*Short exercise 1:*
In the Trifonov recital review, what piece made up the entire second half of the program?
*Short exercise 2:*
Revise the Trifonov recital review from "Trifonov brings supreme" up to and including "those up front.", putting "memorable" wherever "unforgettable" appears.
*Short exercise 3:*
Pick up the Trifonov recital review after its final sentence and keep writing it.

[begin Extracted text]

Trifonov brings supreme artistry and insight to Carnegie Hall

Sun Feb 10, 2019 at 12:32 pm
Daniil Trifonov performed a recital Saturday night at Carnegie Hall.

Daniil Trifonov performed a recital Saturday night at Carnegie Hall.

Saturday night, pianist Daniil Trifonov once again graced the Carnegie Hall stage with an unforgettable musical experiences, the kind that only his combination of unsurpassed pianism and individual insight and interpretive conviction, can deliver.

With Trifonov, one has come to expect familiar repertoire heard in out-of-the-ordinary ways, played at a level one had not previously imagined. But even this remarkable artist can have his lapses, so let’s note those up front.

The sole instance of that was the shape of the program itself. Beethoven and Schumann were on the first half of the concert, which opened with the former’s “Andante favori” Andante in F Major, followed by the Piano Sonata No. 18, Op. 31, no. 3. The first half finished with Schumann’s Bunte Blätter and the Presto passionato, the posthumously published original final movement to his Piano Sonata No. 2.

The sole piece on the second half was Prokofiev’s Piano Sonata No. 8, the last of the three sonatas the composer wrote during WWII. There was nothing wrong with Trifonov’s playing, but the mood and style of this sonata was so vastly different than the first half’s romanticism that the two halves felt like two different concerts. In and of itself this was not an objective problem, but the disconnection meant no opportunity for an experience that reached the greatest heights and depths of thematic and esthetic consonance. Such is the elevated standard the pianist has set for himself. 

In every other way, this was a powerful experience with typically marvelous phrasing. Whether gliding along the keyboard or raising himself off the piano bench to get that extra measure of forceful attack, every note fit into a longer view, its relationship logical to what came before and was to come after. Trifonov thinks in such a way as to uncover what he finds to be the maximum beauty in every musical moment.

[end Extracted text]
[begin Supplied material]

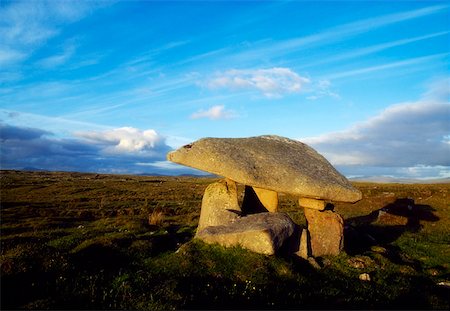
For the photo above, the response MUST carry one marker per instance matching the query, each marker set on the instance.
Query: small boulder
(326, 231)
(262, 233)
(219, 204)
(364, 277)
(268, 198)
(312, 203)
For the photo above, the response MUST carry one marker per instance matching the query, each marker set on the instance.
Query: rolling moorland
(90, 241)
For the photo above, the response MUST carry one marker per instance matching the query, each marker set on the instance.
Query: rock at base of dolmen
(219, 204)
(262, 233)
(326, 231)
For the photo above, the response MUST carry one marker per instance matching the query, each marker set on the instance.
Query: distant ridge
(388, 179)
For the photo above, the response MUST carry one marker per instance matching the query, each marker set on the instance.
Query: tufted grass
(85, 241)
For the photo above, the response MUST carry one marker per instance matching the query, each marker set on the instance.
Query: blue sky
(112, 86)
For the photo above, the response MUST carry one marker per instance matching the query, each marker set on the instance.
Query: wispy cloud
(403, 63)
(214, 113)
(272, 82)
(114, 151)
(403, 135)
(332, 35)
(373, 49)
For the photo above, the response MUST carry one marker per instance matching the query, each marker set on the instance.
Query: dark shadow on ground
(384, 226)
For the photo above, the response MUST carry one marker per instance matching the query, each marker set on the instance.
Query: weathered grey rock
(262, 233)
(303, 251)
(269, 162)
(312, 203)
(326, 232)
(364, 277)
(219, 204)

[end Supplied material]

*Exercise response 1:*
Prokofiev's Piano Sonata No. 8

*Exercise response 2:*
Trifonov brings supreme artistry and insight to Carnegie Hall

Sun Feb 10, 2019 at 12:32 pm
Daniil Trifonov performed a recital Saturday night at Carnegie Hall.

Daniil Trifonov performed a recital Saturday night at Carnegie Hall.

Saturday night, pianist Daniil Trifonov once again graced the Carnegie Hall stage with an memorable musical experiences, the kind that only his combination of unsurpassed pianism and individual insight and interpretive conviction, can deliver.

With Trifonov, one has come to expect familiar repertoire heard in out-of-the-ordinary ways, played at a level one had not previously imagined. But even this remarkable artist can have his lapses, so let’s note those up front.

*Exercise response 3:*
That means a relatively sloppy “Andante favori,” with maybe a half-dozen clumped or mis-struck notes, was still gorgeous and absorbing. An artist’s mind can wander at any concert, with Trifonov that means trying to hold a bit longer onto the memory of what had just been heard—technical mistakes that in other instances would be jarring were inconsequential.

His technique is extraordinary, not for how fast or loud or clearly he can play but for how great he makes the music sound. (His legato across long passages, played at the extreme forward edge of tempos and with astonishing evenness, was as thrilling to witness as it was to hear.) 

He played the Beethoven sonata faster than one had ever heard, except perhaps for Glenn Gould’s recording. But where Gould was mocking and dismissive, Trifonov turned the sunniness and jauntiness in the sonata up to eleven.

The Bunte Blätter is a somewhat haphazard collection of short, individual pieces that Schumann never intended to relate to each other, nor did he think of them as finished, polished pieces. The book was meant to capitalize on the success of earlier sets like the Kinderszenen. But Trifonov has shown a special affinity for Schumann, and his grace and energy made rote or secondary melodies and harmonizations (like the “Stücklein I” and “Albumblätter I”) into poignant miniatures. The turmoil of “Albumblätter II” was exciting, and in the end Trifonov made the uneven music sound first-rate.

Despite Clara Schumann’s feeling that the Presto passionato was too difficult to play and too hard on the audiences (Schumann wrote a new finale at her request), the music to modern sensibilities is strong and coherent. Trifonov’s fluid energy in the movement, like a sprinter maintaining that pace for several miles, was at first stunning—the combination of speed and force alone were flabbergasting—then rousing.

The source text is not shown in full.